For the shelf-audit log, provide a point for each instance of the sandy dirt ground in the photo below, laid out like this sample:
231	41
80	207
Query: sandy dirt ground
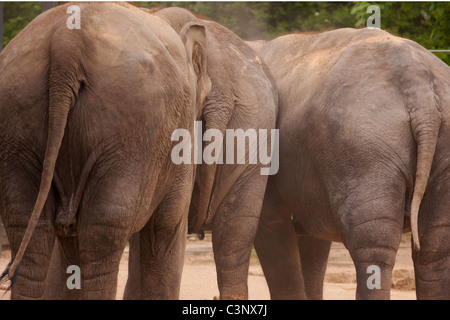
199	275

┄┄┄┄┄┄┄┄┄┄┄┄┄┄┄┄┄┄┄┄

Exercise description:
Count the lines above that contain the word "dirt", treating uppercase and lowercase as different, and give only the number.

Response:
2